++++ Data lines ++++

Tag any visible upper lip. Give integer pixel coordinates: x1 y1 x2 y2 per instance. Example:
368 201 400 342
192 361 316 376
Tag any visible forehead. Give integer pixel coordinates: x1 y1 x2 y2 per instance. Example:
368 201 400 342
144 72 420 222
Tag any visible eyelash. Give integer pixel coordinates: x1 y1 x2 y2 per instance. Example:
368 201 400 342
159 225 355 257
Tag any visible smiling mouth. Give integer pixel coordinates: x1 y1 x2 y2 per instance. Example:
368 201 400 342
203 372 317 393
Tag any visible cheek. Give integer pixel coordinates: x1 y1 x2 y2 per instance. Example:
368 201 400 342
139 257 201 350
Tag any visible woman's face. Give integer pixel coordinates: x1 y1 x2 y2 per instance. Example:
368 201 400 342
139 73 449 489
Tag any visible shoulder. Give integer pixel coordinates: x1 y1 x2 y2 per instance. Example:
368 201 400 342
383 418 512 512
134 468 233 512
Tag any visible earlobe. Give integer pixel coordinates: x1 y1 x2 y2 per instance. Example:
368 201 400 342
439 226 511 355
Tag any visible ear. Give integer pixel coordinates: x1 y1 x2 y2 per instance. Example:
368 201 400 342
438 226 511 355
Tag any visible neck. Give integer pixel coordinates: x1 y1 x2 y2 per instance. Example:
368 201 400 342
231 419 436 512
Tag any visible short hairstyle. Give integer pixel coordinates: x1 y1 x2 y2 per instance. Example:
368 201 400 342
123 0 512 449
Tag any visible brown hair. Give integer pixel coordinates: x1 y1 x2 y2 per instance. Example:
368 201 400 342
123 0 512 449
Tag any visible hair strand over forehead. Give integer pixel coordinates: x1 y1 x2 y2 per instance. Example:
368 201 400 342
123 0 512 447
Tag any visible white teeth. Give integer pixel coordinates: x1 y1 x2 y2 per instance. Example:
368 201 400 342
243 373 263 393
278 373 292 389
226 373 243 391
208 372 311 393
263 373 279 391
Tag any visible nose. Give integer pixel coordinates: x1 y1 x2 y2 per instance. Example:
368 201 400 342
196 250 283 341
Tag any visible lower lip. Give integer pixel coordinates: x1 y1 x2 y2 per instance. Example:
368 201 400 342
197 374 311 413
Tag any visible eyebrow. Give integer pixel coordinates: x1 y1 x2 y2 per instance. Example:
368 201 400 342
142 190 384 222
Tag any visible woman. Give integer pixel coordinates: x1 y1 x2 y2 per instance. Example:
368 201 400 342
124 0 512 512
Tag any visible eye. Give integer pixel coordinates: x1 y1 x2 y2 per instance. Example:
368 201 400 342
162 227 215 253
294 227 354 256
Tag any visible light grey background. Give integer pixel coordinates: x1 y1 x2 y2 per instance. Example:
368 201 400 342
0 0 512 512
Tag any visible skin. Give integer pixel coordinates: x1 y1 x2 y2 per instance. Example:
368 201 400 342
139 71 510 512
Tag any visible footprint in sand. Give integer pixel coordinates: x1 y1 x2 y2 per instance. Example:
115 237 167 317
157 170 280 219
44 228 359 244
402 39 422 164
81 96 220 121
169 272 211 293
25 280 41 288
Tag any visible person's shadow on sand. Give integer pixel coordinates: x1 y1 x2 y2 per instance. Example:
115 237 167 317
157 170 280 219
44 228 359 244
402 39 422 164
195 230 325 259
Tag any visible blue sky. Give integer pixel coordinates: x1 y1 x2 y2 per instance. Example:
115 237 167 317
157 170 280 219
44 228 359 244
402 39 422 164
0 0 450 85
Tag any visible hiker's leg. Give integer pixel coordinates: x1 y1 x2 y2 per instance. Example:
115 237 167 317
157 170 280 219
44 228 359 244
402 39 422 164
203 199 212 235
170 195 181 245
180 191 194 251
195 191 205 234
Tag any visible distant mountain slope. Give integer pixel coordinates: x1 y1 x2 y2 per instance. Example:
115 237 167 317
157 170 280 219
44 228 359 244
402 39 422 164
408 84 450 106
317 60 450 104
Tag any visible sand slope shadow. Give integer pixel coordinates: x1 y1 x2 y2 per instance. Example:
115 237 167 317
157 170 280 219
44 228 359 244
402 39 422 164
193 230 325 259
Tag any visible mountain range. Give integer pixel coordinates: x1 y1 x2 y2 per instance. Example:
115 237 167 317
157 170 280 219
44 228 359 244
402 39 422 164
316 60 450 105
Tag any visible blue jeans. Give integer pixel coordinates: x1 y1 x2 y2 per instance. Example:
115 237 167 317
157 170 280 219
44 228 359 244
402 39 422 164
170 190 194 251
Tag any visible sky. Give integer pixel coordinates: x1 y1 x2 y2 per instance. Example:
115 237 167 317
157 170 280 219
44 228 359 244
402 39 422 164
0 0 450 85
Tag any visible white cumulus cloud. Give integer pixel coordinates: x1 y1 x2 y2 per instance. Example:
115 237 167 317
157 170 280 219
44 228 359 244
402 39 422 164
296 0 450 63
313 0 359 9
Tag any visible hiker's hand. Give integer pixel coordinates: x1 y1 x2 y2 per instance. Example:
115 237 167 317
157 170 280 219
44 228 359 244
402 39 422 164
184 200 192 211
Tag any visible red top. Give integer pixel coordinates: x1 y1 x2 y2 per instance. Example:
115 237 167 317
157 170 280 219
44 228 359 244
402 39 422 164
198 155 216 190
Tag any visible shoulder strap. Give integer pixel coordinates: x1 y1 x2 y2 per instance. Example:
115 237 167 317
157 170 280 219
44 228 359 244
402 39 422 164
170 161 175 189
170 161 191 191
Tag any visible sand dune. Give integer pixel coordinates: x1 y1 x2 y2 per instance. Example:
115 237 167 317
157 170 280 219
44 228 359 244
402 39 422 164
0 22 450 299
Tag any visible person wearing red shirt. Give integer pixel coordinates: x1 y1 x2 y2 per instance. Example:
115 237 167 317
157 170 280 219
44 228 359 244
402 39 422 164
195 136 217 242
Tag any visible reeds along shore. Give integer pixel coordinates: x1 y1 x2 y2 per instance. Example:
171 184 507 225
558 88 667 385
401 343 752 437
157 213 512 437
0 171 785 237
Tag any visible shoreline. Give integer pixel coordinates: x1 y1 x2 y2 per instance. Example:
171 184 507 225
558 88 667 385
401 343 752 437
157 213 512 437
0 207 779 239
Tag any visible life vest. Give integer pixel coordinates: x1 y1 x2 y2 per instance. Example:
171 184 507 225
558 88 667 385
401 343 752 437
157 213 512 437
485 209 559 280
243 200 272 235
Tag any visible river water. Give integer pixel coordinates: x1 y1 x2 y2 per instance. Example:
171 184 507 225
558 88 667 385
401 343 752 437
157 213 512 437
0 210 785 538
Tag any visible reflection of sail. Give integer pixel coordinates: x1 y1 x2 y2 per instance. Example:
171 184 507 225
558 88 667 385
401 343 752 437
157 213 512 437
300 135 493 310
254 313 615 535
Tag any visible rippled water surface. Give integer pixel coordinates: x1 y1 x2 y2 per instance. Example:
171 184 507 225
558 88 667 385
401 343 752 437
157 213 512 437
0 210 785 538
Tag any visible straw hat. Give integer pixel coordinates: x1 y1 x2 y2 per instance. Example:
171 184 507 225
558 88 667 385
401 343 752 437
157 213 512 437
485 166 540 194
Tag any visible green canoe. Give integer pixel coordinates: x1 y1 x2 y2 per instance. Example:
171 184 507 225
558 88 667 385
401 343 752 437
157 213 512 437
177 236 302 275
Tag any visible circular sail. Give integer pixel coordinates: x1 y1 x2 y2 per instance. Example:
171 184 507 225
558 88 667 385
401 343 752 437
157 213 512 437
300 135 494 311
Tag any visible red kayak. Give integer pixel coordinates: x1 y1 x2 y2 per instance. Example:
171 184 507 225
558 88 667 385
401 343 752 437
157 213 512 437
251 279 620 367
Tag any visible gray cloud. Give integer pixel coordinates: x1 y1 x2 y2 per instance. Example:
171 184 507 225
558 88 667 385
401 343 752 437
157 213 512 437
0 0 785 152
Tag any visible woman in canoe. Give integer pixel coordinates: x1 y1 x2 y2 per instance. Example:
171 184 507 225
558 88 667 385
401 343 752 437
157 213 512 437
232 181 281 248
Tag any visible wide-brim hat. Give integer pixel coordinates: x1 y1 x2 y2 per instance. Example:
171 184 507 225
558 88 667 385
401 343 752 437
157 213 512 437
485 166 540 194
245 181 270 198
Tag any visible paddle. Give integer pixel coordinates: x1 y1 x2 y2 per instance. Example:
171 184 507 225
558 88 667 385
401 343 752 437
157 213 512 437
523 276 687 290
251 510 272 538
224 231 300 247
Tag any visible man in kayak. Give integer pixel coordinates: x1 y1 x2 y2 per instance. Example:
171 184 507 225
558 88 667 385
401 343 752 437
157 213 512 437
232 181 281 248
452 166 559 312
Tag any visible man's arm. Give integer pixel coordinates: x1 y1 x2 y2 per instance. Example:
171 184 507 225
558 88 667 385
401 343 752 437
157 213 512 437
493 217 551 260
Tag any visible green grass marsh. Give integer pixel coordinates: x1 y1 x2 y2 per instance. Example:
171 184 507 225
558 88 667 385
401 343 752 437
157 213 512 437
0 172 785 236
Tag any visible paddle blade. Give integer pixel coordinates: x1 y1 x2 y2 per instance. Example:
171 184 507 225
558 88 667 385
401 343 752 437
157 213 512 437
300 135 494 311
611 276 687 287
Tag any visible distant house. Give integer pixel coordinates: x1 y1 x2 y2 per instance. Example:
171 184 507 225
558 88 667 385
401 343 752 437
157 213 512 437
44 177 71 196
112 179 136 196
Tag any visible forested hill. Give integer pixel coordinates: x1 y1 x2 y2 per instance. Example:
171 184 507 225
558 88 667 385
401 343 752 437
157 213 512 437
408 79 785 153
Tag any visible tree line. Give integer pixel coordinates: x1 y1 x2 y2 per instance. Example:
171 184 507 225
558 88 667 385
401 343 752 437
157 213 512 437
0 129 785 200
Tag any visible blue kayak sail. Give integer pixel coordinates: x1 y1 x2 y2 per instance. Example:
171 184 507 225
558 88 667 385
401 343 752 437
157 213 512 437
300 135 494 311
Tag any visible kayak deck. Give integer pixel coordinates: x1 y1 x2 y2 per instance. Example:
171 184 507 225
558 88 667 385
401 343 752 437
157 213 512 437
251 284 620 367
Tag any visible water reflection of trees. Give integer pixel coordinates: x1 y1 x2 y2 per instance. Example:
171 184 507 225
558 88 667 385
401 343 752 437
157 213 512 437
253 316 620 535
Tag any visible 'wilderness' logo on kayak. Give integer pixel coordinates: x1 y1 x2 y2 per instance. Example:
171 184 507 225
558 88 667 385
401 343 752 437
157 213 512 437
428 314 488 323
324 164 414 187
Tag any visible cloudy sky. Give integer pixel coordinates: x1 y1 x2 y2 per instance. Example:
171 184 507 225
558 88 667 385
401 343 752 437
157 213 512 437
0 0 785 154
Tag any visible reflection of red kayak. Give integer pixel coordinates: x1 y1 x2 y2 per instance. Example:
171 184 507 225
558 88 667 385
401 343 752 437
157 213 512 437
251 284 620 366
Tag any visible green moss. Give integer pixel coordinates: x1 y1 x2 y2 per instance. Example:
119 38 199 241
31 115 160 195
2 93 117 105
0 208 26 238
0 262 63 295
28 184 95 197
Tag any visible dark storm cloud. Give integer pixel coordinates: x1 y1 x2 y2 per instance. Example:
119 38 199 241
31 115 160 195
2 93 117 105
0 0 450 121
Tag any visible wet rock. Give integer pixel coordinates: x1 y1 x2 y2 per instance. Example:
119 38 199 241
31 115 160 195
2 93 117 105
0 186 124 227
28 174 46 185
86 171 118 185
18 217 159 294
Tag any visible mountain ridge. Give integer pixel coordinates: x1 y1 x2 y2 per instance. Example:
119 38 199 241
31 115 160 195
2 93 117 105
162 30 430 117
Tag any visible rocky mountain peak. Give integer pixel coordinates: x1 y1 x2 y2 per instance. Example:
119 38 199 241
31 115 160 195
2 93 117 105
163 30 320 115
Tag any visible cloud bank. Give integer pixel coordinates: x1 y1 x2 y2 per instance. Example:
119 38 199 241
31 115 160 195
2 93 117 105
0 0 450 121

++++

Task:
Write out the lines again, starting at the line that contains "Tag any visible light" and ending after the line that contains "313 0 359 9". Include the requests, multiply every coordinate in the answers by 1.05, and round to whole numbers with halves rounded up; the requests and their sample coordinates stay unchanged.

Output:
Tag any visible light grey background. Give integer pixel coordinates: x1 y1 x2 y2 per instance. Example:
368 201 400 342
0 0 538 538
Tag any visible skin. Give integer pixel coordinates: x1 y1 x2 y2 per instance. Example:
368 201 400 342
146 75 536 538
Tag any visible footprint in sand. Give integer pixel coordinates: x1 y1 x2 y2 per instance. Example:
115 237 167 317
157 170 280 219
44 228 359 244
402 39 422 164
85 101 231 127
177 286 222 308
26 294 43 302
Tag any visible person's shadow on sand. Give integer pixel coordinates: x1 y1 x2 y2 per instance. Example:
115 237 167 317
157 170 280 219
44 228 359 244
402 39 422 164
205 242 341 272
Tag any visible blue sky. Give integer pixel coordinates: x1 y1 x2 y2 per instance. Example:
115 237 167 317
157 170 280 219
44 228 359 244
402 39 422 164
0 0 473 89
Tag any visible hiker's leg. Give integer pixel coordinates: x1 y1 x2 y2 per instance. Example:
115 237 167 317
157 170 280 219
44 228 359 244
402 39 422 164
213 209 223 247
179 205 190 257
189 201 204 264
205 201 215 246
Tag any visible distant mountain slope. Give integer pixel coordinates: x1 y1 x2 y2 per instance. Example:
115 237 167 317
157 170 280 219
44 228 359 244
402 39 422 164
428 88 473 111
333 63 473 109
Tag any visible sand slope shadow. Give integer pixel coordinates: x1 y1 x2 y2 per instance. Example:
115 237 167 317
157 170 280 219
44 228 359 244
402 39 422 164
203 242 341 272
Tag any visible mountain range. Give integer pixel coordinates: x1 y1 x2 y2 per instance. Example:
115 237 167 317
157 170 280 219
44 228 359 244
402 39 422 164
332 63 473 110
Tag any visible blue jeans. Give integer pixel coordinates: x1 y1 x2 y2 per instance. Example:
115 237 167 317
157 170 280 219
44 228 359 244
402 39 422 164
179 200 204 264
Tag any visible sky. Give integer pixel coordinates: x1 y1 x2 y2 per instance. Example:
115 237 167 317
157 170 280 219
44 228 359 244
402 39 422 164
0 0 473 89
Tag any visible white cumulus cloud. Give integer pixel coordinates: x1 y1 x2 y2 per instance. Example:
115 237 167 317
157 170 280 219
44 228 359 244
402 39 422 164
311 0 473 66
329 0 377 9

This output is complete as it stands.